(Extracted data entries)
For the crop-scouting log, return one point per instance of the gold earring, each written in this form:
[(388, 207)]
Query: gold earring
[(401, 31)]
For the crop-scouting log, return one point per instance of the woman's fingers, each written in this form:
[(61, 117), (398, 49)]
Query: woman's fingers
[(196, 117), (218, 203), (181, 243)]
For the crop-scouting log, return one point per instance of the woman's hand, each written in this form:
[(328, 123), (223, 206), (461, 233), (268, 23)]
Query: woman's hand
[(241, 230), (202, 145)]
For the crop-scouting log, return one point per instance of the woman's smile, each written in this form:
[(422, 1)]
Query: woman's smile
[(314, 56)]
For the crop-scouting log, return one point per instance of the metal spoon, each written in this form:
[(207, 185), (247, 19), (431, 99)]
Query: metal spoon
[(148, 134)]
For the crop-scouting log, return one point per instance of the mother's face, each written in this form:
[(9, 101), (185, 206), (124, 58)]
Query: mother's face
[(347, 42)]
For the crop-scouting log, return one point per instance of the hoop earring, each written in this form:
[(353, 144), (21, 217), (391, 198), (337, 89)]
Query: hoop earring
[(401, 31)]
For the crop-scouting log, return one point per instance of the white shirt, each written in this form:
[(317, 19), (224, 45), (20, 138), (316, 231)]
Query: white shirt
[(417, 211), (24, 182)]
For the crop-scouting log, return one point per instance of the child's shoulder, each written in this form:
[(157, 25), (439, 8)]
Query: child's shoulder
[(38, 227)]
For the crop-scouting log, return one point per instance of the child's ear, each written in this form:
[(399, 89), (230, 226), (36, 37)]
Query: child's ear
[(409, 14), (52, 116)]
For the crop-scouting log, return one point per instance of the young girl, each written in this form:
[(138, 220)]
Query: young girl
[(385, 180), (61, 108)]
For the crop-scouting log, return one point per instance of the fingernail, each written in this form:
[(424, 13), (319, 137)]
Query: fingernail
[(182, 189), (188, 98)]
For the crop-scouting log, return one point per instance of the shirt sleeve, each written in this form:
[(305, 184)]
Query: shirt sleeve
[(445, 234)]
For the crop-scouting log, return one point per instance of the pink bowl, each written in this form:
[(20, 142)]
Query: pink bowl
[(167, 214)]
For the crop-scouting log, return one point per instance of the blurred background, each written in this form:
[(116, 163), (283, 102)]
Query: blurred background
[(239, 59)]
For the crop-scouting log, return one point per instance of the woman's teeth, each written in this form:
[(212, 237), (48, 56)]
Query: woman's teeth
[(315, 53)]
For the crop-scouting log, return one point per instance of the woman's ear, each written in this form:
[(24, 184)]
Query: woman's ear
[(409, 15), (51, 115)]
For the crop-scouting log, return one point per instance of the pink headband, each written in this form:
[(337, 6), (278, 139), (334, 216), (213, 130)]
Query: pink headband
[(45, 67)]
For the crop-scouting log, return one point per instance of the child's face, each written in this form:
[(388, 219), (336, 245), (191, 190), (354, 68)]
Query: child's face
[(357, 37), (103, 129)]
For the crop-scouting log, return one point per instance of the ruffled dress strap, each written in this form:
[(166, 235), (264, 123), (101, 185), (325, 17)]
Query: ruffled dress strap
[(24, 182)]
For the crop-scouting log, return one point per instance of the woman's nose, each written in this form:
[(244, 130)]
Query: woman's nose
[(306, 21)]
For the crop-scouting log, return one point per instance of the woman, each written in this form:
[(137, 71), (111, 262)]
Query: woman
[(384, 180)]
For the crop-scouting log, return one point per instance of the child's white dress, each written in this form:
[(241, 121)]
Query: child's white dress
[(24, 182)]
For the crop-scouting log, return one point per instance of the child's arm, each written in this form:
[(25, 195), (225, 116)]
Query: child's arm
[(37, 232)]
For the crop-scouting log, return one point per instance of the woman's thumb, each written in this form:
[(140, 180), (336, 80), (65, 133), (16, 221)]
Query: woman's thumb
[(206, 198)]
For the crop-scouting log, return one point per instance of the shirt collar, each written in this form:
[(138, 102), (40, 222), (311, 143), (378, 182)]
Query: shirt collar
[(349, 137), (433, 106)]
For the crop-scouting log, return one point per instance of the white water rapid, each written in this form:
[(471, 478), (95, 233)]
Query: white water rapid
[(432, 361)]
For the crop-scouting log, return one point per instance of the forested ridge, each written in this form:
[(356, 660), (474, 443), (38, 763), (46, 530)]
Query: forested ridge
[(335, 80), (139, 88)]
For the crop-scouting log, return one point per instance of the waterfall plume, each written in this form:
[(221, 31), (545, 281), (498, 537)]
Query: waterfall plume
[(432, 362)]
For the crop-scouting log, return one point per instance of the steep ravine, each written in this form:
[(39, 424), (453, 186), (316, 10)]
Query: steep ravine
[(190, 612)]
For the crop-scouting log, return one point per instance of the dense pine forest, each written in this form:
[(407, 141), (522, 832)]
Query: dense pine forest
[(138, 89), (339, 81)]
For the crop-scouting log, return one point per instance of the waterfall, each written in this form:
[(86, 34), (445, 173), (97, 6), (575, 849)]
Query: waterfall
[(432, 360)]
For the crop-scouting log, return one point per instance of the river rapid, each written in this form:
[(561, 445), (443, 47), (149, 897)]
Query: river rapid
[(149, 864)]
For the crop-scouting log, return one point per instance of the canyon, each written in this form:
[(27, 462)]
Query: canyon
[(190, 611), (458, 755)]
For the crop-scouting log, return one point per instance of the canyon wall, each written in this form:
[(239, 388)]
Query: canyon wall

▸ **WHAT YOU HAVE TO DO**: Each line above with the word "wall" must be returned.

▸ **RESPONSE**:
For the crop-scouting log, return one point per instance of the canyon wall, each written in this form:
Query: canyon wall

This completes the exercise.